Passage to read:
1. Executive Summary
This document outlines the Day 1 analysis for the mynewsanalyzer iOS mobile application. The application's core objective is to aggregate the latest news based on user-defined topics, summarize the content using on-device Small Language Models (SLMs), and classify the news into user-defined groups (e.g., "For" and "Against").
Core Pillars of Analysis:
- News Aggregation & Crawling: Scalable ingestion strategies for global real-time news.
- On-device Summarization: Leveraging Apple Silicon for privacy-first AI summaries.
- On-device Classification: Zero-shot dynamic grouping using SLMs.
2. News Aggregation & Crawling
Recommended News APIs (2026)
NewsAPI.org / GNews.io
Excellent, developer-friendly JSON REST APIs. Granular filtering by keywords, language, and country. MVP Recommendation: Ease of integration and free developer tiers.
NewsData.io / Webz.io
Better suited for deep historical archives (7+ years) or direct sentiment analysis from the API source.
Crawling Fallback (ScrapingBee)

Challenge 1: Return verbatim the part of the mynewsanalyzer analysis that opens with the words containing "- On-device Summarization: Leveraging" and closes with "News APIs (2026)".
Challenge 2: Resume the mynewsanalyzer analysis at the point where it stops.

Given records:
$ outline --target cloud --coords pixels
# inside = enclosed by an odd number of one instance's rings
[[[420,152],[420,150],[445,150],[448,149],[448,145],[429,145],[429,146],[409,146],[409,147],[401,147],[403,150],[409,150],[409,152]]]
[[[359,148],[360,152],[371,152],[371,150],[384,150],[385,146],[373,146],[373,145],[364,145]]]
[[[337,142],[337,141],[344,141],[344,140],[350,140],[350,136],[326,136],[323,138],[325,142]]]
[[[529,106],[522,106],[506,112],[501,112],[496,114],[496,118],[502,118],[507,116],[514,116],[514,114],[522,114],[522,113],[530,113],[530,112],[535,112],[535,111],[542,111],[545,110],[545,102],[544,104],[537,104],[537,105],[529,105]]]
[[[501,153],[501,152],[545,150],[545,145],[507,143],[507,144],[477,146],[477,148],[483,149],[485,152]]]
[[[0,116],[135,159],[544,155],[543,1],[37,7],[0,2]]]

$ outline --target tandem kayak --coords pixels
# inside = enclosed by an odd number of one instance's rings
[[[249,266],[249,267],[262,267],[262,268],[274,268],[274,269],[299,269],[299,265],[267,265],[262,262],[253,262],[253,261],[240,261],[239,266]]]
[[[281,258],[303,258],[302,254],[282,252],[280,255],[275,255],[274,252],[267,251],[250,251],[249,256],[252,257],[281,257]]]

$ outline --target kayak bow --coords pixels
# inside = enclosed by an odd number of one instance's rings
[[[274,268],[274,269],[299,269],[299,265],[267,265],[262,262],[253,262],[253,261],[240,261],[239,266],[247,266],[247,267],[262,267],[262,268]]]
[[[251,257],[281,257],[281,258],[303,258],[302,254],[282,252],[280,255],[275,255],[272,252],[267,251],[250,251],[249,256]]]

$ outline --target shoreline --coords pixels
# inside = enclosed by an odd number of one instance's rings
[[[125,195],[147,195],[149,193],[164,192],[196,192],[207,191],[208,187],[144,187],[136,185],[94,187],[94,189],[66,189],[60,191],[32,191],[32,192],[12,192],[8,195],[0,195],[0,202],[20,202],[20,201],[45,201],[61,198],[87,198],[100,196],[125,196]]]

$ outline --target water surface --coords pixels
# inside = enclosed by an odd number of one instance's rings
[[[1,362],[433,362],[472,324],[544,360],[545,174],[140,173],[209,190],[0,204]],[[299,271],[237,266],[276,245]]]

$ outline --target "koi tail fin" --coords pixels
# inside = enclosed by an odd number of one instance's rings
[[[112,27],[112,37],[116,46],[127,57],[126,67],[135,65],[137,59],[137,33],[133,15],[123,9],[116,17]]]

Expected output 1:
- On-device Summarization: Leveraging Apple Silicon for privacy-first AI summaries.
- On-device Classification: Zero-shot dynamic grouping using SLMs.
2. News Aggregation & Crawling
Recommended News APIs (2026)

Expected output 2:
For sources not covered by APIs, ScrapingBee handles headless browsing, proxies, and JS rendering to prevent blocking during targeted scraping.
Data Ingestion Strategy
The backend polls APIs based on user topics, normalizes JSON payloads into a standard SQL schema, and serves them to iOS via a custom REST/GraphQL API.
3. News Summarization via SLMs
Running summarization on-device guarantees user privacy, reduces recurring cloud costs, and enables offline functionality.
Framework: Apple MLX
MLX (Apple's array framework) is the industry standard for Generative AI on iOS, leveraging the unified memory of Apple Silicon (A/M-series chips).
Optimal Models
- Llama 3.2 (8B Instruct): Meta's SLM via MLX Swift.
- Qwen2.5 (7B): Strong multilingual support.
- Gemma 2 (9B): Highly optimized for local execution.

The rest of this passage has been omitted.